(TEXTO PROPORCIONADO)
Australia I. Los aborígenes australianos.
Llegar a Australia es irse muy lejos. No tanto como llegar a China pero queda a un rato. Quiero decir que no compartimos mamíferos ni paisaje ni cultura base aunque el mundo australiano, si nos limitamos a las ciudades, la barrera de coral y playas, y completamos con una pequeña incursión al Uluru sin detenernos mucho, es reconocible. Hace un siglo y alguna década no era así.
Hace un siglo y alguna década llegaron los ingleses y transformaron Australia. Transportaron con ellos a roedores como los conejos y ratas o a los perros (el perro salvaje dingo, subespecie de lobo propia de Australasia, es el único mamífero previo que existía). Australia se convirtió en un hervidero de conejos y para terminar con ellos, se inventaron una enfermedad: la mixomatosis. Actualmente esta enfermedad mata a colonias completas de conejos en todo el mundo. Es decir, infestaron de animales externos un país, lo atacaron para solucionarlo y acabaron dañando al resto del mundo. Además de esta altisonancia animal, transformaron a los pobladores australianos llamados aborígenes, vistiéndolos, educándolos, colocándoles un rifle y, en definitiva, domesticándolos. En las fotos que quedan de la llegada de los colonos estaban desnudos, con palos y flechas, vivían en chozas y tenían una cultura nómada, basada en el conocimiento del medio ambiente y la supervivencia en un espacio árido (1892). En un tiempo récord se transformaron en indígenas disfrazados de ingleses, con armas inglesas y pose artificial (1904). Ahí empezó la aculturación de un pueblo entero, su masacre y debacle.

(OBJETIVO DEL EJERCICIO)
Reproduce sin cambios el fragmento del texto sobre los aborígenes australianos que va desde "Australia I. Los" hasta "no era así.", ambos incluidos.

(ENTRADAS DEL CONJUNTO)
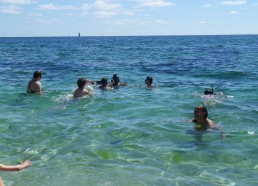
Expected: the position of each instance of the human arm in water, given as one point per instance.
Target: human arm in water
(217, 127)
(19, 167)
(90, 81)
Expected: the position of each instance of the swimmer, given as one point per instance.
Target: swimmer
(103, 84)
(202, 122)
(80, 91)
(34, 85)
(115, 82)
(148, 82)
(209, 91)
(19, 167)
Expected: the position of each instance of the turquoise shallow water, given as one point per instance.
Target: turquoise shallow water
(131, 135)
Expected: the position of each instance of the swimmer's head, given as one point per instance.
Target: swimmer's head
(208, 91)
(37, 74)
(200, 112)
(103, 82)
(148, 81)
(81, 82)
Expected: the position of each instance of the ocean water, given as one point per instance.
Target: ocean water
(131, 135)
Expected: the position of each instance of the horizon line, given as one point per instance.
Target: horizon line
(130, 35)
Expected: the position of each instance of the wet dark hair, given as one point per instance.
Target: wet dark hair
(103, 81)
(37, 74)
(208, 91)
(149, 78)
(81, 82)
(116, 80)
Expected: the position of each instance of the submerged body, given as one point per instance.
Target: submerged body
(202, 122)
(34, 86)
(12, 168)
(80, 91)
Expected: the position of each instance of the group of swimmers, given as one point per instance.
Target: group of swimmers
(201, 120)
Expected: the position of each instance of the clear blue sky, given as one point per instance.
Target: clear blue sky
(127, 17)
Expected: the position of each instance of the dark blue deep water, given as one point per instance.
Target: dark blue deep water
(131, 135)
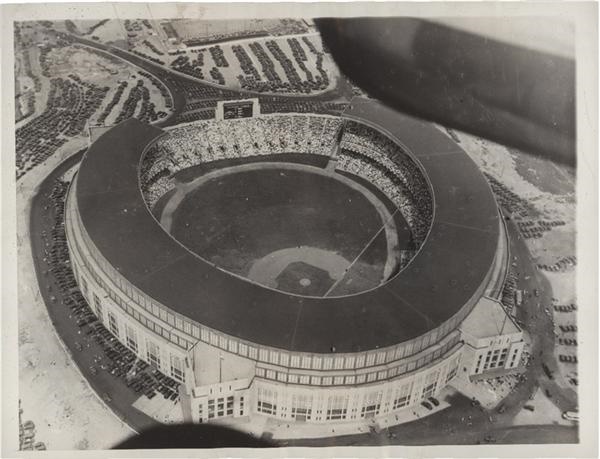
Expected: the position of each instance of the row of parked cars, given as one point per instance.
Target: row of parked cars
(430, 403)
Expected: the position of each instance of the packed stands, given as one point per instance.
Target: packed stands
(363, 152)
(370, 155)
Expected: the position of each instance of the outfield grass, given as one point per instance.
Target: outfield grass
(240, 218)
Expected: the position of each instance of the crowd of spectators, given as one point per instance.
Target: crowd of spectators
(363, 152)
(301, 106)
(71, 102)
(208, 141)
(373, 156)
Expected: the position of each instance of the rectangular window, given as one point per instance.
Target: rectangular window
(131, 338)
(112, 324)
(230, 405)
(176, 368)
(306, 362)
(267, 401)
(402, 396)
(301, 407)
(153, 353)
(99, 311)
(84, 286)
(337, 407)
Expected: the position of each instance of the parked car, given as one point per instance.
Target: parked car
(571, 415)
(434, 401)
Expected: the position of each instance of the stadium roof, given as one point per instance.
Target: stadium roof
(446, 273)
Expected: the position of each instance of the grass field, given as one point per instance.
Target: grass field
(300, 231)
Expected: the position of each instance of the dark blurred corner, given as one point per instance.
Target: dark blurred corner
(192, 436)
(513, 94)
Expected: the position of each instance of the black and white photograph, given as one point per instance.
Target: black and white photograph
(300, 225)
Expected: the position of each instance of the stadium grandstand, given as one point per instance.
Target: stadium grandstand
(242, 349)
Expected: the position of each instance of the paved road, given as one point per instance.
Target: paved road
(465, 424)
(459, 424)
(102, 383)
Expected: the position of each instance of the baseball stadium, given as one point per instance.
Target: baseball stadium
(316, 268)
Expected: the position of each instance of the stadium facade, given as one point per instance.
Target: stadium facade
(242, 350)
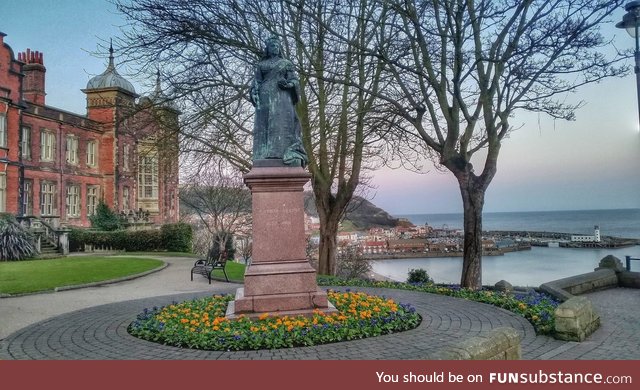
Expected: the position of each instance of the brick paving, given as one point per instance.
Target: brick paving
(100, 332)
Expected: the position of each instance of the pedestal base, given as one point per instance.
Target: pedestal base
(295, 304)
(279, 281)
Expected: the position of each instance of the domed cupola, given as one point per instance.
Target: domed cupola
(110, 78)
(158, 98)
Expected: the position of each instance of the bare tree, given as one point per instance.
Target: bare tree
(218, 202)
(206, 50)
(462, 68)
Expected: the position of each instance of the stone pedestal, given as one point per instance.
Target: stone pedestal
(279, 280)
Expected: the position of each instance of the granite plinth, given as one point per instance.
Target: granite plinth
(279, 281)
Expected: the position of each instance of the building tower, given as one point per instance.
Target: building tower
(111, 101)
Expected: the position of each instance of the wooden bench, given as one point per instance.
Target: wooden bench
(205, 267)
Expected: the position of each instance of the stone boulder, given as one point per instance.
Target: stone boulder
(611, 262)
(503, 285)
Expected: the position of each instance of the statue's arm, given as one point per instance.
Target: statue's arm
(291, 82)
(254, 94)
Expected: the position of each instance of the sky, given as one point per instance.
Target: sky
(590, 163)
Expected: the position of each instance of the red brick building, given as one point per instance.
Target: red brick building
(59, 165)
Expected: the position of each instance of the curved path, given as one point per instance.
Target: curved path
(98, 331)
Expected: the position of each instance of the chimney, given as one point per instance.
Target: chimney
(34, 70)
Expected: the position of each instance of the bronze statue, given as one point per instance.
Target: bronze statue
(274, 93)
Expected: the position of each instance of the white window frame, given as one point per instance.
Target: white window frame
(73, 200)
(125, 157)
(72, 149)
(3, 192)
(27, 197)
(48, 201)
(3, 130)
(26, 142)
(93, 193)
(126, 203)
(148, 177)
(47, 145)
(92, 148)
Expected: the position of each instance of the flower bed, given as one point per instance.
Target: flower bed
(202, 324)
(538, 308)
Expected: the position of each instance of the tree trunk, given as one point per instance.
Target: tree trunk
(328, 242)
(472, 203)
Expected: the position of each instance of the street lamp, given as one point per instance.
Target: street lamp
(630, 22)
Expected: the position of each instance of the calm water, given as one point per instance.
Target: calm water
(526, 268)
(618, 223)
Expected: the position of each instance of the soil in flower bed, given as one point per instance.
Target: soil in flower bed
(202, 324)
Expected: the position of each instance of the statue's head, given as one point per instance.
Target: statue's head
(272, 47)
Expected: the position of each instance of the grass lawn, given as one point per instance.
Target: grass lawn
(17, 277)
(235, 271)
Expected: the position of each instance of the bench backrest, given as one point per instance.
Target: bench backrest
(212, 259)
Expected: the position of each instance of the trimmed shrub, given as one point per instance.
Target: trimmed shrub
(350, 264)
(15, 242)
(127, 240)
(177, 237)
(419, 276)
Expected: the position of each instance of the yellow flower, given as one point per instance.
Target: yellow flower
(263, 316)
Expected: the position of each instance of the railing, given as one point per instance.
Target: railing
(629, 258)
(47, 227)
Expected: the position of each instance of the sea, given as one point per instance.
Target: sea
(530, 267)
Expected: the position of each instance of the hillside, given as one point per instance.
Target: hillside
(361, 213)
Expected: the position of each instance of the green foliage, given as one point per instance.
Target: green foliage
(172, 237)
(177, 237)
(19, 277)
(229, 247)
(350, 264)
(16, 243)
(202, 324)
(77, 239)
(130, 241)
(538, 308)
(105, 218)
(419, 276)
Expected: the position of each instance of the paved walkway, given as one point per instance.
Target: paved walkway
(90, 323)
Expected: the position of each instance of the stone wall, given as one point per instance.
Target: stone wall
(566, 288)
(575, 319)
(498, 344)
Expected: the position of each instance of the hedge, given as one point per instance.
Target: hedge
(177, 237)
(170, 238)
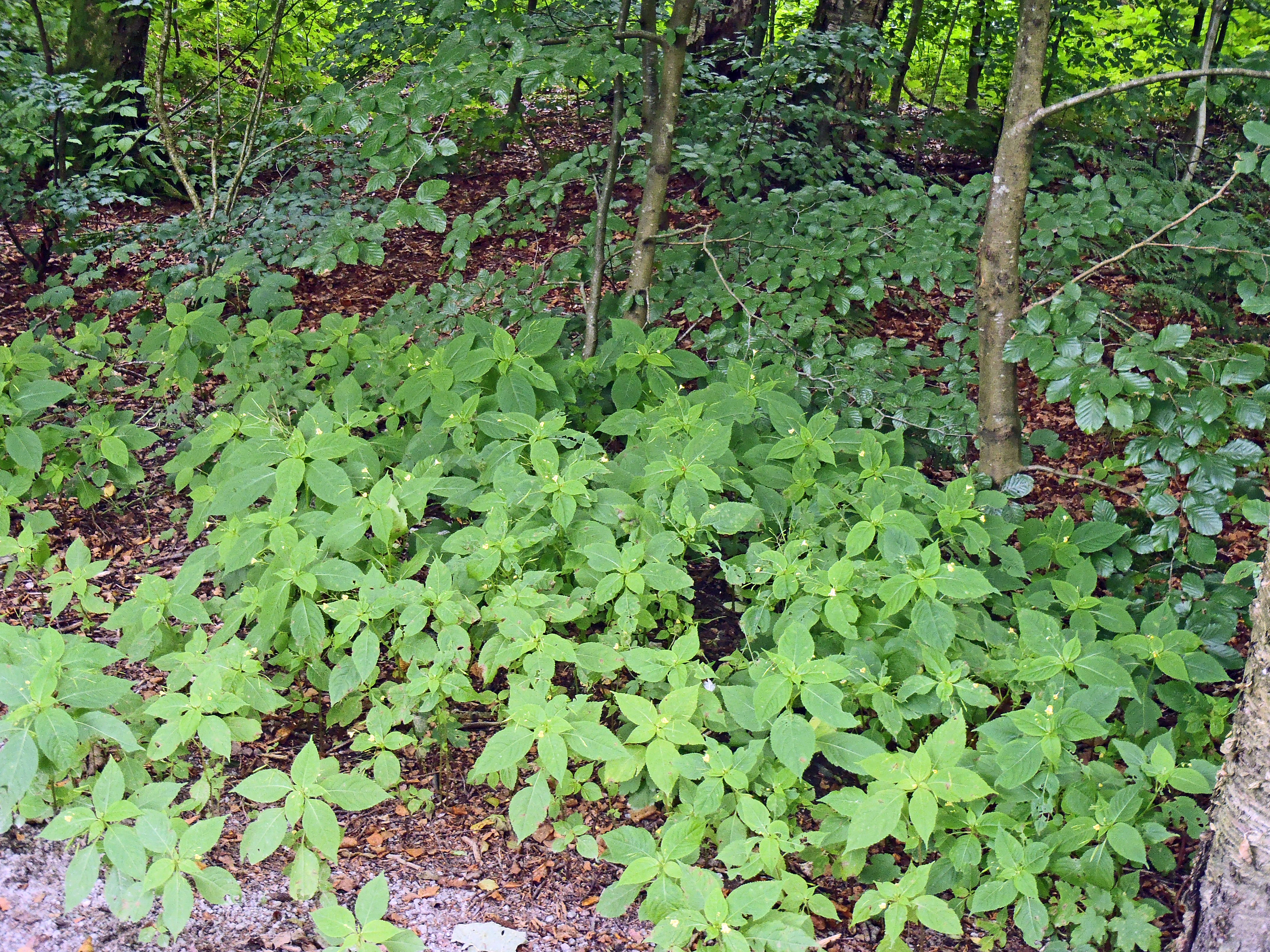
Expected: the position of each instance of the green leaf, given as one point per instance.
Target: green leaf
--
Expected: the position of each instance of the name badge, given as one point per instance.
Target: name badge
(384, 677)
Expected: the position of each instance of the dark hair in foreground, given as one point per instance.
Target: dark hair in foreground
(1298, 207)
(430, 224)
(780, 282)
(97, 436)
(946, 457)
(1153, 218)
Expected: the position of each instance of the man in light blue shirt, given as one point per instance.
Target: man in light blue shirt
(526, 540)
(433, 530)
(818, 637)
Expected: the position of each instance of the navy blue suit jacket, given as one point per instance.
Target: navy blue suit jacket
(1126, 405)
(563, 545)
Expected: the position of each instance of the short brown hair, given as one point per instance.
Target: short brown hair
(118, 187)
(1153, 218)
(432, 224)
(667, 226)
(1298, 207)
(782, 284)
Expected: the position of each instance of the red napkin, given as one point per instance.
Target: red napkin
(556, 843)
...
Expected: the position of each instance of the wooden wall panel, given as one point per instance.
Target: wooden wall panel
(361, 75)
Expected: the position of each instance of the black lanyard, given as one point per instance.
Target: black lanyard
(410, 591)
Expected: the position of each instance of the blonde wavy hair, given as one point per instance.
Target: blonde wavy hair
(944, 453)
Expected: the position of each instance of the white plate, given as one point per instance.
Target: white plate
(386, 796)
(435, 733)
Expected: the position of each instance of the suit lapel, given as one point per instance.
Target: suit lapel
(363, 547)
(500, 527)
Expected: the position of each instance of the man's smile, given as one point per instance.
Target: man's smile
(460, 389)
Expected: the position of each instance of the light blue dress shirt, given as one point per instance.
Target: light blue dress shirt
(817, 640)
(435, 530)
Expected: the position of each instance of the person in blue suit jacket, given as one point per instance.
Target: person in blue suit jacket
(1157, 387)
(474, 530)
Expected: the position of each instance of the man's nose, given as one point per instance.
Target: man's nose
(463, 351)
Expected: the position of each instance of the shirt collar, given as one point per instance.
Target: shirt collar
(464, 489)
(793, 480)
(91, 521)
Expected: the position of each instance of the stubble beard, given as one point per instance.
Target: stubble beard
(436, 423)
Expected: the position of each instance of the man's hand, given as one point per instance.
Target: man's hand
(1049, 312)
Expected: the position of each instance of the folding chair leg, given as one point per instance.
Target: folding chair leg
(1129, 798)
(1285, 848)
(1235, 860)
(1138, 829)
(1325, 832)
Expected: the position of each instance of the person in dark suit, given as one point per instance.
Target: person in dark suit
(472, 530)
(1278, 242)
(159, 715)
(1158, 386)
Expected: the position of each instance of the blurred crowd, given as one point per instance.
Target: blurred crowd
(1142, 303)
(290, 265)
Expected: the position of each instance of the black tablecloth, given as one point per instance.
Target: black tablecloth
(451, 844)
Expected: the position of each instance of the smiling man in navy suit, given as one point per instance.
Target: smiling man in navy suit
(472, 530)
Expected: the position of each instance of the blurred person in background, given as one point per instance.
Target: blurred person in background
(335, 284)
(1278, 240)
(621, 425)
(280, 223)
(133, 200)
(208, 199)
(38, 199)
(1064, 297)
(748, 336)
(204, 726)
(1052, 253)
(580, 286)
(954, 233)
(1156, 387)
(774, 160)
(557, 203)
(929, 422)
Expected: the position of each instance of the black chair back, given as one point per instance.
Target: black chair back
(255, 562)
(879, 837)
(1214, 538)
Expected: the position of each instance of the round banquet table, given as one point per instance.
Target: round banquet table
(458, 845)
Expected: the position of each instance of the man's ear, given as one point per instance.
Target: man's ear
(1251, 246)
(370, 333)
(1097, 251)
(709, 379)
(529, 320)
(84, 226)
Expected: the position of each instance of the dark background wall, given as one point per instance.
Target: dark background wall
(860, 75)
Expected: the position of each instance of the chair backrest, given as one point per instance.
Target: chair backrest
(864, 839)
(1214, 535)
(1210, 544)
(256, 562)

(RESPUESTA)
Australia I. Los aborígenes australianos.
Llegar a Australia es irse muy lejos. No tanto como llegar a China pero queda a un rato. Quiero decir que no compartimos mamíferos ni paisaje ni cultura base aunque el mundo australiano, si nos limitamos a las ciudades, la barrera de coral y playas, y completamos con una pequeña incursión al Uluru sin detenernos mucho, es reconocible. Hace un siglo y alguna década no era así.